## Begin Entries supplied

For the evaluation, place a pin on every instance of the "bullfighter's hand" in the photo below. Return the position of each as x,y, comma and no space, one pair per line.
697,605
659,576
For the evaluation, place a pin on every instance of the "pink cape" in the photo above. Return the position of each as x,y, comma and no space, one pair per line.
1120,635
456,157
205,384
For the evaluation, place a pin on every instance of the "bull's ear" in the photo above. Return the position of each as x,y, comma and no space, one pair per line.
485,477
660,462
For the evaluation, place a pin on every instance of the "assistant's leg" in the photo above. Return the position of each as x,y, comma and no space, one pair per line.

## End Entries supplied
## Begin Entries supplied

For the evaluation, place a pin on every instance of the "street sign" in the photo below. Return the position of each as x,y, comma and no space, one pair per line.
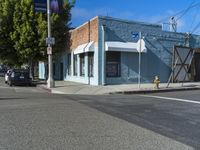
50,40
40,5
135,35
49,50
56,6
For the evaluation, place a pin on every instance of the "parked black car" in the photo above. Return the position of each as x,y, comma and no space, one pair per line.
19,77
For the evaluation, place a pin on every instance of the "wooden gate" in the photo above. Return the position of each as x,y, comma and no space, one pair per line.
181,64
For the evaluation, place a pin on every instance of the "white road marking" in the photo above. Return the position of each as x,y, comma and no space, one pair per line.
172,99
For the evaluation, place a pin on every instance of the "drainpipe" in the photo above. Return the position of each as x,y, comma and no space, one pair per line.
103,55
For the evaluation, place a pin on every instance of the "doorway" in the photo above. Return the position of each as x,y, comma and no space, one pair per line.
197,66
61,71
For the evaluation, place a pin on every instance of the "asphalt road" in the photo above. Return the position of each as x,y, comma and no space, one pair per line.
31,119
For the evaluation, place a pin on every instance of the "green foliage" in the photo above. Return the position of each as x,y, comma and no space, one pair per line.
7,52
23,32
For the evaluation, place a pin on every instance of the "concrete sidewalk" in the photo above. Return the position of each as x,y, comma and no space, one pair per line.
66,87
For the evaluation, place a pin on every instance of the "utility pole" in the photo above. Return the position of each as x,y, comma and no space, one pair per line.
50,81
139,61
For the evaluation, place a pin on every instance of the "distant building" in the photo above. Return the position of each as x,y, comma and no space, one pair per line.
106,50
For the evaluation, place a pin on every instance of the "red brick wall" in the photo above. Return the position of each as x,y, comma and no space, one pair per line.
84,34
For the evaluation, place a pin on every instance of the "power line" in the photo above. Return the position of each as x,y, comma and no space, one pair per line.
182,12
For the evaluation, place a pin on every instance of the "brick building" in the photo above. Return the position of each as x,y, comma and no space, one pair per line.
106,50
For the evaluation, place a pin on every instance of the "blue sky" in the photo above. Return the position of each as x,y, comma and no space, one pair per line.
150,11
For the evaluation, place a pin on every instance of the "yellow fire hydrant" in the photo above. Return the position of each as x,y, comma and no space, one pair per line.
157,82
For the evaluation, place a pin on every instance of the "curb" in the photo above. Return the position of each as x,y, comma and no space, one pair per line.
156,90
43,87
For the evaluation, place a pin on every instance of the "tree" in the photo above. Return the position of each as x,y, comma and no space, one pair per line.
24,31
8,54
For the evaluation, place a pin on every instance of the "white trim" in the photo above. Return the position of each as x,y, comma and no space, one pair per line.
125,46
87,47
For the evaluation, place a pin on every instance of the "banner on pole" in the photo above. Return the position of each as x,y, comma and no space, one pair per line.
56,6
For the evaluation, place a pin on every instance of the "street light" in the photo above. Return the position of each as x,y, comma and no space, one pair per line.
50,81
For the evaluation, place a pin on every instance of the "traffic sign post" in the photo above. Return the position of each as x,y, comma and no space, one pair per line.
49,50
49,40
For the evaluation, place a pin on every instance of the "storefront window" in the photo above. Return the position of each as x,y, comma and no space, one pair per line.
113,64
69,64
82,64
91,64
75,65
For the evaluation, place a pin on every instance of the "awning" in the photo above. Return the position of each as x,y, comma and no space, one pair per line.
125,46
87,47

## End Entries supplied

### Instructions for the task
Pick out each row above that contains the word "road" and copy those rows in full, treating uppercase and lowercase as different.

### Answer for the task
For the evaluation, place a pin on every instance of the "white road marking" in the photo above. Return the position of each as x,y, comma and no space, one pair per line.
For the evaluation, place a pin on every instance of the "asphalt road" in the photo above. Return the position of each as x,y, comma and no space, one pair per line.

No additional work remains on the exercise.